_The request_
Which lines below contain the string "skyline" with matching case? List each of those lines in full.

═══ Material provided ═══

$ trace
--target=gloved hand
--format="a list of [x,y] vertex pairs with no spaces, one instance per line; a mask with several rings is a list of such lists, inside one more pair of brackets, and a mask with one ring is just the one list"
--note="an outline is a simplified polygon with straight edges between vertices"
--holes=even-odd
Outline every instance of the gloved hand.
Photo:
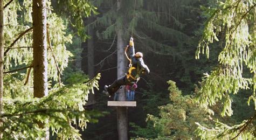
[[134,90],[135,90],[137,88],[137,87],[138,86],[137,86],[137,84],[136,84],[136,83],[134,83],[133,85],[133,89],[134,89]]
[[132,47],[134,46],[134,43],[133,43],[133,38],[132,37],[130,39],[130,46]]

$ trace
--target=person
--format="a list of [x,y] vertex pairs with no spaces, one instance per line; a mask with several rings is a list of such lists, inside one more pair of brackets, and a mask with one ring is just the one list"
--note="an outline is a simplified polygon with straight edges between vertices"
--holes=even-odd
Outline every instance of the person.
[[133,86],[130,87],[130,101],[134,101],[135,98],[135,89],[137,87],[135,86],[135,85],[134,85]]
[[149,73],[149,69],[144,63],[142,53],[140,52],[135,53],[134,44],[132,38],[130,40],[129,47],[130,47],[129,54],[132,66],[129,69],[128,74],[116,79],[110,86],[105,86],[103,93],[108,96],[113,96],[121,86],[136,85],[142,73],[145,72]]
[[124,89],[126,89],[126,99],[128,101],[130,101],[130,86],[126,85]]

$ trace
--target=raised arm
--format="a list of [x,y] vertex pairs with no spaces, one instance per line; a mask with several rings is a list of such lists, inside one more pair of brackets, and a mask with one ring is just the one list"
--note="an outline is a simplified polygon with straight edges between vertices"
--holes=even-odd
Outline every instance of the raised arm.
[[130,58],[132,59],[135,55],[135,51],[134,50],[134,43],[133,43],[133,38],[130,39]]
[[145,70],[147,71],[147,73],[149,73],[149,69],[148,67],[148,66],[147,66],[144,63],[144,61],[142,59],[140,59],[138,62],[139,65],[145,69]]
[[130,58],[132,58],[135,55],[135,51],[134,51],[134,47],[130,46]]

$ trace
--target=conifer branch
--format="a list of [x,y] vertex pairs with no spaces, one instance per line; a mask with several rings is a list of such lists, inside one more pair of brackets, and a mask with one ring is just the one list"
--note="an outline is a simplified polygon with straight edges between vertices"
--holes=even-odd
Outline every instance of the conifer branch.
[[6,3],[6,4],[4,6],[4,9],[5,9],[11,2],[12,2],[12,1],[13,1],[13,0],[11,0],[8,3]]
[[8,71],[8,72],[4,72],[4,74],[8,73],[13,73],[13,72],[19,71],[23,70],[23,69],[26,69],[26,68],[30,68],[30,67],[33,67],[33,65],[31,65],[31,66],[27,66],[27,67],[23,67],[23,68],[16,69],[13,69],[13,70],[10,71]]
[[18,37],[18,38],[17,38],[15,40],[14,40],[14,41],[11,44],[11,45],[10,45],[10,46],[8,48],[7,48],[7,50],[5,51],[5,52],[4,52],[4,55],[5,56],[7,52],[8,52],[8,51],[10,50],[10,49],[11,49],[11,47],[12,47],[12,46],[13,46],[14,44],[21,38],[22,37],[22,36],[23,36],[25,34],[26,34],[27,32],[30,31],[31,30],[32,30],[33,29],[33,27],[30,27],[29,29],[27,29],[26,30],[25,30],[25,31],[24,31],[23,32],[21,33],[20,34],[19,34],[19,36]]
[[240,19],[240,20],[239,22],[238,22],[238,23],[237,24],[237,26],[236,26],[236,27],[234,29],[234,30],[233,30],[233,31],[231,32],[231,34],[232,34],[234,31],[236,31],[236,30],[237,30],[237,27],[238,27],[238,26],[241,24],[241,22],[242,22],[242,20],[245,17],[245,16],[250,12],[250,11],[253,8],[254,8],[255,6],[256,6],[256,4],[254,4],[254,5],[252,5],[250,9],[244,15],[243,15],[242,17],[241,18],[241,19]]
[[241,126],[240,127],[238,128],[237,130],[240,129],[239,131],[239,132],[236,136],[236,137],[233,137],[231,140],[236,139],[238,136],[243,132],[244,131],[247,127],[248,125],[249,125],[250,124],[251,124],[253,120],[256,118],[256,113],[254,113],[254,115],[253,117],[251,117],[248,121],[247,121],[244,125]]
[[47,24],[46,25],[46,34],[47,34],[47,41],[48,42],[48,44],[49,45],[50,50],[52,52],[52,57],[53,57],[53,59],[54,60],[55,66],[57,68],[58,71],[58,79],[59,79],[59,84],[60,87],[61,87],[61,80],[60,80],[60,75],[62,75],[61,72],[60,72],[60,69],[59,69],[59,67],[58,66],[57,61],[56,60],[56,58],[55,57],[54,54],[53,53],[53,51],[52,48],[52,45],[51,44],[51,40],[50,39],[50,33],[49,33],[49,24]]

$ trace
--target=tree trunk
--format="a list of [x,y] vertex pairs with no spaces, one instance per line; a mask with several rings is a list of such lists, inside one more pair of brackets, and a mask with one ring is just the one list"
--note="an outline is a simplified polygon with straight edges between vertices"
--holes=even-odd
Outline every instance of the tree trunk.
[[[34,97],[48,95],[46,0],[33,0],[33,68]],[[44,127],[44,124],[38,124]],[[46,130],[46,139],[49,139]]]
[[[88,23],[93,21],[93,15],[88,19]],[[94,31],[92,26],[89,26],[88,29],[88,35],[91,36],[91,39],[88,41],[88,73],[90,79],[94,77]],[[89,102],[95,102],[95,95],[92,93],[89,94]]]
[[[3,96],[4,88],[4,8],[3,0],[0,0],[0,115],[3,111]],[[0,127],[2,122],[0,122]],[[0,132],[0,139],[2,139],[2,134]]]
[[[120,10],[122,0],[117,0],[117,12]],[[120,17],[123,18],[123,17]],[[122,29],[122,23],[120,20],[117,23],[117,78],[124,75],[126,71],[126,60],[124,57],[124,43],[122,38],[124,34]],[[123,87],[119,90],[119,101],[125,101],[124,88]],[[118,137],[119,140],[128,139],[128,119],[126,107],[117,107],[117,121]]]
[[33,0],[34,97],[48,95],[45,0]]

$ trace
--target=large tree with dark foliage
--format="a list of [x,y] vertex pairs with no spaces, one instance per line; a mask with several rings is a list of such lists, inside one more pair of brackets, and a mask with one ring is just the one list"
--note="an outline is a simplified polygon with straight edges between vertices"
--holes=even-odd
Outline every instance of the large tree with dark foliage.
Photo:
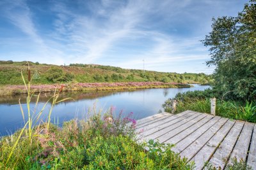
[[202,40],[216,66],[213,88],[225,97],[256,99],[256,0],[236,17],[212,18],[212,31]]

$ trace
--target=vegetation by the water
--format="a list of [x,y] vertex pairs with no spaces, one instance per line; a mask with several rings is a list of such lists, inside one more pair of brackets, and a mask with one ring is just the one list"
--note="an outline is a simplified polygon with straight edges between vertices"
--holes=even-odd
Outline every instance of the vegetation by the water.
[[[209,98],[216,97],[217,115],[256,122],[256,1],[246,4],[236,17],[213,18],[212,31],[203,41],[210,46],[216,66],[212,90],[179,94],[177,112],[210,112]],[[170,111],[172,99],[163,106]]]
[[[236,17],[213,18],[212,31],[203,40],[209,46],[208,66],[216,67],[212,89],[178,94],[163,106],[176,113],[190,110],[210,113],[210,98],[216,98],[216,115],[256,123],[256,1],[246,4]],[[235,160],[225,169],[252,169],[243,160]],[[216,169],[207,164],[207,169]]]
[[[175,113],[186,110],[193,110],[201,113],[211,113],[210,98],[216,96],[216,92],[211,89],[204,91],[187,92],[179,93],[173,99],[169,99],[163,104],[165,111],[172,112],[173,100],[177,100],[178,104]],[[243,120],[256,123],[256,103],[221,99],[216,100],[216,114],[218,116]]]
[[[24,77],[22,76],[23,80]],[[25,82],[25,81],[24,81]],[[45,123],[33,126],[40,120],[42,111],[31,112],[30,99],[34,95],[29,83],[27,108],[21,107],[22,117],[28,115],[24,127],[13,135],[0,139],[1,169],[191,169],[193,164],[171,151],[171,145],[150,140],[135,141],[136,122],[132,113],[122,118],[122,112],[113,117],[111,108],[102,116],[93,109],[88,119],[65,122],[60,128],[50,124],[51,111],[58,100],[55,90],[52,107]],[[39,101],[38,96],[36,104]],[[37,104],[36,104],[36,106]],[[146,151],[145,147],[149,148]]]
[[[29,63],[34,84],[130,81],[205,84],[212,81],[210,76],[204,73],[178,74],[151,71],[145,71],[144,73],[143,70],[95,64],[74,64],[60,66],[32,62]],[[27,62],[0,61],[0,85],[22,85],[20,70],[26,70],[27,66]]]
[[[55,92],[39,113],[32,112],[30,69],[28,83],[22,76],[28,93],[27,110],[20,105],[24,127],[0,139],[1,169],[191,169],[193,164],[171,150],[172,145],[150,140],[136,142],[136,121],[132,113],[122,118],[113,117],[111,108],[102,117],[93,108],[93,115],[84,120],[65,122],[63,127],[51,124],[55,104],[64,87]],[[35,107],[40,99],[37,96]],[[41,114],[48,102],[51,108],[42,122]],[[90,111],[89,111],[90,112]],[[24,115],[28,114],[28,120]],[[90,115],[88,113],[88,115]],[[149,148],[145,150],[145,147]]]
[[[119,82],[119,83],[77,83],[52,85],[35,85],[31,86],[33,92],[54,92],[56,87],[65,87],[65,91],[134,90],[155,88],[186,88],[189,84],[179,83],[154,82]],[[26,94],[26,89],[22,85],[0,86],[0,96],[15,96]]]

═══
═══ Material provided ═══

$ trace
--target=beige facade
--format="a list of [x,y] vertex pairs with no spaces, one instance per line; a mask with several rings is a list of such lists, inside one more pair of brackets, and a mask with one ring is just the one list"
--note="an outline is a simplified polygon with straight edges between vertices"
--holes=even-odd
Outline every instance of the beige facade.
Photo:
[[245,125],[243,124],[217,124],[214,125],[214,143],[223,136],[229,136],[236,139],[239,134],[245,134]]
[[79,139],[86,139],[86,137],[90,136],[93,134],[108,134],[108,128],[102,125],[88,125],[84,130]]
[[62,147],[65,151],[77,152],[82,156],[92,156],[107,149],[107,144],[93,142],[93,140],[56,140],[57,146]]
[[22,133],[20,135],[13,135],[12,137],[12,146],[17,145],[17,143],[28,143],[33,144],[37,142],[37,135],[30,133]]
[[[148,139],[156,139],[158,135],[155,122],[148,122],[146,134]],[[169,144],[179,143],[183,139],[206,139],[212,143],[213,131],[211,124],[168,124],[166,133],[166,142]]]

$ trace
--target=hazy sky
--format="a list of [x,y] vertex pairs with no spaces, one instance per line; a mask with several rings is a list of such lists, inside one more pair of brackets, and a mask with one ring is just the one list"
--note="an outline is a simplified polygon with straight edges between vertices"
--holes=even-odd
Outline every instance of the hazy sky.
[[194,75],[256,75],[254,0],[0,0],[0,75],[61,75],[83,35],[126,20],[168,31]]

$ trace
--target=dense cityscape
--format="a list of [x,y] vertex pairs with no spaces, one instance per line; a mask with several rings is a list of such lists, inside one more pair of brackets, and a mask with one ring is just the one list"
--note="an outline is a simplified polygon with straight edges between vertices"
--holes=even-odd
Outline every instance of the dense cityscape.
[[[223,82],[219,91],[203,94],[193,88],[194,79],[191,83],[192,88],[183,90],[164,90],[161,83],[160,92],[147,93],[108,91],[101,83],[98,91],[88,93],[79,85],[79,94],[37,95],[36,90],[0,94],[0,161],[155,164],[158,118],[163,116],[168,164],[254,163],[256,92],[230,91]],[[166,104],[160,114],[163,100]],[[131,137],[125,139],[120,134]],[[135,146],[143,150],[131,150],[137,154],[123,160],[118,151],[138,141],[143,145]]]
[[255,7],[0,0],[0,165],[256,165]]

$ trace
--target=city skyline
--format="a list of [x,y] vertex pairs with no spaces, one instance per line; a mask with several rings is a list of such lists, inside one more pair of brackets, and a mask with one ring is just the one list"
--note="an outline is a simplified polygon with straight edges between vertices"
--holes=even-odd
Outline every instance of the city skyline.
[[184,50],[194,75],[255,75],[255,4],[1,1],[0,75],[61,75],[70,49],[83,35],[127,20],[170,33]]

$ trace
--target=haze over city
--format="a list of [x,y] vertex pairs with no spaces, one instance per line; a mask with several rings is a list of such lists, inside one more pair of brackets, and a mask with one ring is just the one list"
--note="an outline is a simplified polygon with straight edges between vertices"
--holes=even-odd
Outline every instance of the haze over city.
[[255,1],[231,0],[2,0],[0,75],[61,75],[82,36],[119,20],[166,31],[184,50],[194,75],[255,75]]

═══
═══ Material provided ═══

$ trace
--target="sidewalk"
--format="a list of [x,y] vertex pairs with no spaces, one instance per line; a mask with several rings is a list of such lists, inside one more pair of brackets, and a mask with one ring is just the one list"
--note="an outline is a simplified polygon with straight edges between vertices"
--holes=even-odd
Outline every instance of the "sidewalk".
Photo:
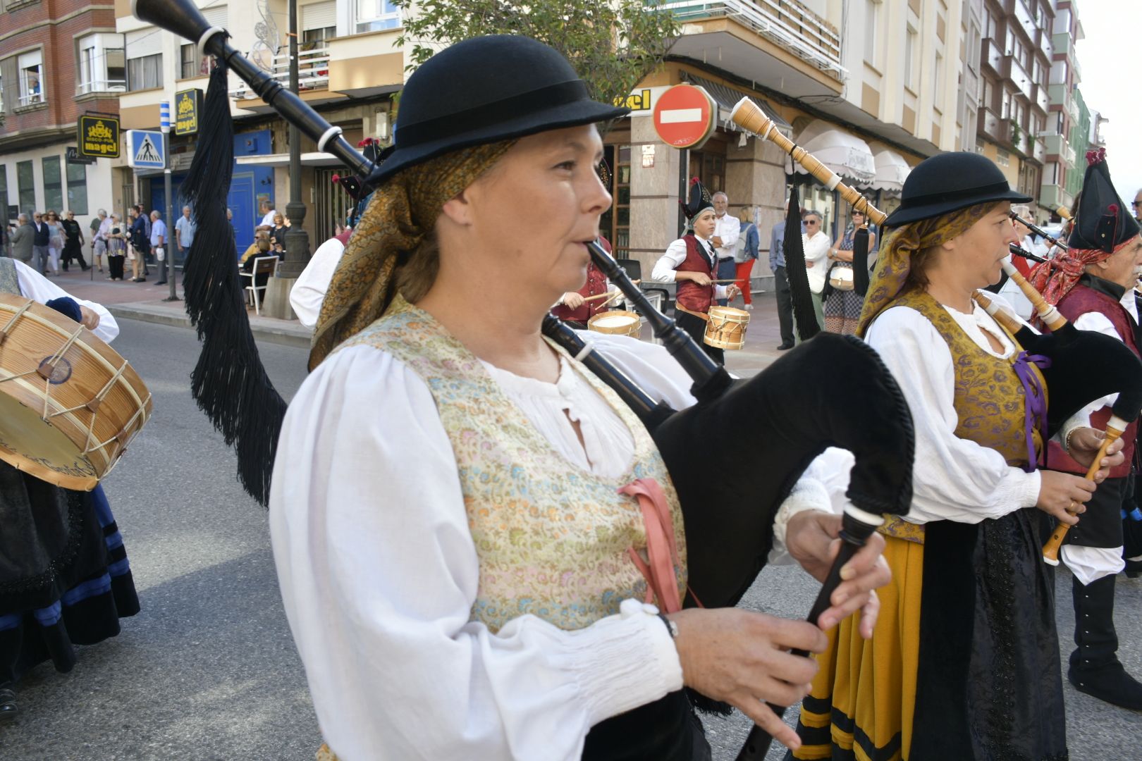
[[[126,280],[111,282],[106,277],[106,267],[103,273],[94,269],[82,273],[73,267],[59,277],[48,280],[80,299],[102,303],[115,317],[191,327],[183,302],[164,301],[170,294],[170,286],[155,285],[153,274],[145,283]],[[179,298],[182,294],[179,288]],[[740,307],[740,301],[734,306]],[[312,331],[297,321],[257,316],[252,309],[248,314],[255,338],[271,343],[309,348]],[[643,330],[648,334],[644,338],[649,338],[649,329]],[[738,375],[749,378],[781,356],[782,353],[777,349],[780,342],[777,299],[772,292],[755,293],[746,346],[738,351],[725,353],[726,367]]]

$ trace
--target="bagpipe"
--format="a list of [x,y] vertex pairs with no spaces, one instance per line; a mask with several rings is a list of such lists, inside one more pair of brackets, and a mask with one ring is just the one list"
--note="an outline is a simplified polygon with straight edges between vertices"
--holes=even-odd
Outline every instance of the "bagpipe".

═══

_Solution for this task_
--target=city skyline
Outline every instance of the city skyline.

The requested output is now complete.